• **QUOTED TEXT**

···

Setting up
============

Reference Object
-----------------
Git is an important aspect of PaDRe because we need to version the source code for tracking the lifetime of
experiments. Sometimes, the code might come from another python package too. For us to keep track of the provenance,
we need a reference that points us to the source and this is done via the reference object. A reference object can
either be a Python package or a Python file. If a Python file is given as a reference it should be part of a git
repository. The source code git should be created by the user and this could be in any directory of the user's system
environment. And if it is a Python package, we obtain the information about the Python package by inspecting the package
and storing the package identifier and the function that is called for execution. The reference object is explicitly
specified only when using pure code to create experiments and projects, while when using decorators it is automatically
picked up by the PaDRe framework to resolve the required names and file objects into references.


Creating a Project in PaDRe
----------------------------
A project contains one or more experiments that are semantically grouped together. It could be either different
experimental methods working towards an identical goal, or many different experiments that are parts of a larger goal.

Parameters of a project are
- Name: Name of the project.
- Description: A short description that provides information about the project.
- Reference: A reference object that specifies how the project was created and how it is handled.


Creating an experiment in PaDRe
---------------------------------

An experiment requires the following parameters to be initialized.

-Name: The name of the experiment. This should be unique
-Description: A short description of the intention of the experiment.
-Dataset: The dataset on which the experiment will work on
-Pipeline: A workflow consisting of one or more algorithms
-Project: The project to which this experiment belongs to. The name of the project can be specified and PaDRe
automatically searches and groups the experiment under the specified project.
-strategy: Splitting strategy for the dataset. The supported strategies are random, cv for cross validation,
explicit where the user can explicitly specify the indices for training, testing and validation, function where the
user passes a function that returns the indices or index where a list of indices are passed. If no option is given,
the random splitting method is chosen.
-preprocessing\_pipeline: Preprocessing workflow for the dataset in a case that an algorithm has to be applied to the
dataset as a whole for the experiment. This could be something such as computing the mean and standard deviation of a
dataset or creating an embedding which normally should be based on the whole dataset.

···

• **ENTRIES SHOWN**

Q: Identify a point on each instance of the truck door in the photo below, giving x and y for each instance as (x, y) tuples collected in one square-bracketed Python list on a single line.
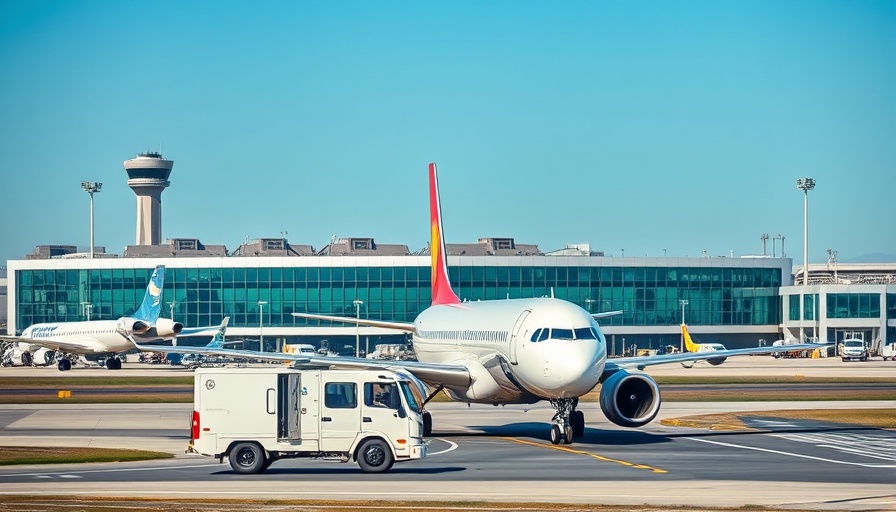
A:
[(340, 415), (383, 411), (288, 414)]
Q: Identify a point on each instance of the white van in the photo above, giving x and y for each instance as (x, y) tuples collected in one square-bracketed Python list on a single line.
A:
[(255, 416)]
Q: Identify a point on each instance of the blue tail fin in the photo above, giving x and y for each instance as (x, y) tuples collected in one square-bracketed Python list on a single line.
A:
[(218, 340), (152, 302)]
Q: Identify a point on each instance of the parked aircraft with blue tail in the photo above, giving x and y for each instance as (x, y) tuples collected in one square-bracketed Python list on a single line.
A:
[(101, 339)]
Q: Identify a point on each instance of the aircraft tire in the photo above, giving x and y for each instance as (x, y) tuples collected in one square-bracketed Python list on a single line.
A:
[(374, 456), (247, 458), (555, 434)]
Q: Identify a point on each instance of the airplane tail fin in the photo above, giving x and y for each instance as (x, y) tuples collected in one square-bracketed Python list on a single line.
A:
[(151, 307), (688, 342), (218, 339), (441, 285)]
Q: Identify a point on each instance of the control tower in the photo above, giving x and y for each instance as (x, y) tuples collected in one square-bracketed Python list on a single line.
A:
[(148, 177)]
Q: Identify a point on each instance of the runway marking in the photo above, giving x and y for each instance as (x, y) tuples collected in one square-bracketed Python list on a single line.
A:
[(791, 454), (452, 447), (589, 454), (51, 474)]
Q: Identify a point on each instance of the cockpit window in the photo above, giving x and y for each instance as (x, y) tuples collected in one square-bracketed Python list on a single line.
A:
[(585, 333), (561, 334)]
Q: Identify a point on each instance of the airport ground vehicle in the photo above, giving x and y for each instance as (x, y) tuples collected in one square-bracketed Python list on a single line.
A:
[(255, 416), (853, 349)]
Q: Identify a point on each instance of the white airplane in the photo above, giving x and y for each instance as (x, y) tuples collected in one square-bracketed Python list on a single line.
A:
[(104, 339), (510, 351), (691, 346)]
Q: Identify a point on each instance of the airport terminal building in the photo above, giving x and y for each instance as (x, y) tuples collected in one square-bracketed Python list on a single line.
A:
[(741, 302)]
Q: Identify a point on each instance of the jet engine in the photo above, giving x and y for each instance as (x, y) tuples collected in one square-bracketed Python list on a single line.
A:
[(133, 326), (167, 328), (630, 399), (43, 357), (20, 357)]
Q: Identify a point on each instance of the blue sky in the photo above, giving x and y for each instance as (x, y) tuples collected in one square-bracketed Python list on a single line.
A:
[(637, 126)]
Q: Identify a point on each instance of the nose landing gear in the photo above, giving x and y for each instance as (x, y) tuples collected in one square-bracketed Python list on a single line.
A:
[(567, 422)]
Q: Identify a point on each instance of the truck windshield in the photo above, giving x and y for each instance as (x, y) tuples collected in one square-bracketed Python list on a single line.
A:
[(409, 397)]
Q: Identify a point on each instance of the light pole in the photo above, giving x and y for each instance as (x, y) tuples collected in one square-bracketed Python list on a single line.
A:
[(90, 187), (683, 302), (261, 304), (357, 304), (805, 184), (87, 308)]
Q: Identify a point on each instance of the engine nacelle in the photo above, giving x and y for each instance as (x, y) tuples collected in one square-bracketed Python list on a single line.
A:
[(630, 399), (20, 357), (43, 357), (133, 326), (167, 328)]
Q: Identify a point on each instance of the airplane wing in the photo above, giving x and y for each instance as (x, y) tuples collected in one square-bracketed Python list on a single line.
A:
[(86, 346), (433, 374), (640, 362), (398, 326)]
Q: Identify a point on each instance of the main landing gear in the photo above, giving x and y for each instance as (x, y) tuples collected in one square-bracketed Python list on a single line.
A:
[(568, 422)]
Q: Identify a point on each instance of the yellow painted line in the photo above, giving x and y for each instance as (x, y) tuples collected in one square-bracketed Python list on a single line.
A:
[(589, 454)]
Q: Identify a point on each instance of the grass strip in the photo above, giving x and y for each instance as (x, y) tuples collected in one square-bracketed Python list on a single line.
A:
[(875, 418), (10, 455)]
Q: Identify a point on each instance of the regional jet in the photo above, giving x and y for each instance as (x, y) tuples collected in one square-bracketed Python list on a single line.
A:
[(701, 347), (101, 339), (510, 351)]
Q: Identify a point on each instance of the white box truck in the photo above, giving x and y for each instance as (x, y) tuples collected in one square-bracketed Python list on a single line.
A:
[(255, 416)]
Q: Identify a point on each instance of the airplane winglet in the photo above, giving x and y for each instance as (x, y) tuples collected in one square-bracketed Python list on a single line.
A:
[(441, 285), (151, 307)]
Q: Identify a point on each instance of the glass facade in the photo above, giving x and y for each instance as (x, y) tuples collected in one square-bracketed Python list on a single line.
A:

···

• **TO BE DONE**
1. Copy the PaDRe setup text word for word, between "Creating a Project" and "it is handled.", inclusive.
2. Pick up the PaDRe setup text where it stops and keep writing it.

• **ANSWERS TO THE EXERCISES**
1.
Creating a Project in PaDRe
----------------------------
A project contains one or more experiments that are semantically grouped together. It could be either different
experimental methods working towards an identical goal, or many different experiments that are parts of a larger goal.

Parameters of a project are
- Name: Name of the project.
- Description: A short description that provides information about the project.
- Reference: A reference object that specifies how the project was created and how it is handled.

2.
-reference: A reference object to the source code being executed

Single Pipeline Experiments
---------------------------

Single pipeline experiments can be created in different ways:

1. Through class instantiation

.. code-block:: python

    from pypadre.core.model.project import Project
    from pypadre.core.model.experiment import Experiment
    from pypadre.binding.metrics import sklearn_metrics
    print(sklearn_metrics)

    self.app.datasets.load_defaults()
    project = Project(name='Sample Project',
                      description=Example Project',
                      creator=Function(fn=self.test_full_stack))

    _id = '_iris_dataset'
    dataset = self.app.datasets.list({'name': _id})

    experiment = Experiment(name='Sample Experiment', description='Example Experiment',
                            dataset=dataset.pop(), project=project,
                            pipeline=SKLearnPipeline(pipeline_fn=create_test_pipeline_multiple_estimators),
                            reference=self.test_full_stack)
    experiment.execute()

2. Through decorators

.. code-block:: python

    import numpy as np
    from sklearn.datasets import load_iris

    # Import the metrics to register them
    from pypadre.binding.metrics import sklearn_metrics
    from pypadre.examples.base_example import example_app

    app = example_app()


    @app.dataset(name="iris",
                 columns=['sepal length (cm)', 'sepal width (cm)', 'petal length (cm)',
                          'petal width (cm)', 'class'], target_features='class')
    def dataset():
        data = load_iris().data
        target = load_iris().target.reshape(-1, 1)
        return np.append(data, target, axis=1)


    @app.experiment(dataset=dataset, reference_git=__file__,
                    experiment_name="Iris SVC - User Defined Metrics", seed=1, allow_metrics=True, project_name="Examples")
    def experiment():
        from sklearn.pipeline import Pipeline
        from sklearn.svm import SVC
        estimators = [('SVC', SVC(probability=True))]
        return Pipeline(estimators)


3. Creating an experiment via the CLI

pypadre > project create --name PROJECT_NAME

pypadre > experiment initialize --name EXPERIMENT_NAME
The above command opens an editor where the user eidt the code for the dataset and experiments similar to that of the
decorator example

pypadre > experiment execute --name EXPERIMENT_NAME (alternatively, the user can use the path to the experiment
with --path)


Hyperparameter Optimization
---------------------------
1. Through parameters passed to the experiment execute function. The parameters are passed as a dictionary with the
key as the component name and an inner dictionary. The inner dictionary contains the parameter name as the key and
an array of values that are to be used for hyperparameter optimization.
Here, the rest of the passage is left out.